▸ **EXERCISE INSTRUCTIONS**:
Copy the rows between the line containing "Draw a bounding box tightly around each distant" and the line containing "[0,440,445,493]", both included, and reproduce them exactly.

## Start STORED ROWS

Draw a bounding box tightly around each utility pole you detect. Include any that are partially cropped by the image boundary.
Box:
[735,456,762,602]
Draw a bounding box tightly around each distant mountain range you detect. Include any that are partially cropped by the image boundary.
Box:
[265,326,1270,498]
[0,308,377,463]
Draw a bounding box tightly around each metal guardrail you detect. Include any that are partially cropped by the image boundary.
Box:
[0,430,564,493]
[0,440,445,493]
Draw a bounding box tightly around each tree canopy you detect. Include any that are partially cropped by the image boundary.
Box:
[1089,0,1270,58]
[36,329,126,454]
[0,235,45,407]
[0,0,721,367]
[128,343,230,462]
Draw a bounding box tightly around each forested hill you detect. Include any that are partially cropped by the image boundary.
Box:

## End STORED ROWS

▸ **SOLUTION TO THE EXERCISE**:
Draw a bounding box tightly around each distant mountain range you detect. Include any that are partially cropped by the image boundary.
Box:
[265,326,1270,498]
[0,308,377,463]
Draw a bounding box tightly around each metal guardrail you detect. Include any that are partially cropped by the image boundary.
Box:
[0,430,564,493]
[0,440,445,493]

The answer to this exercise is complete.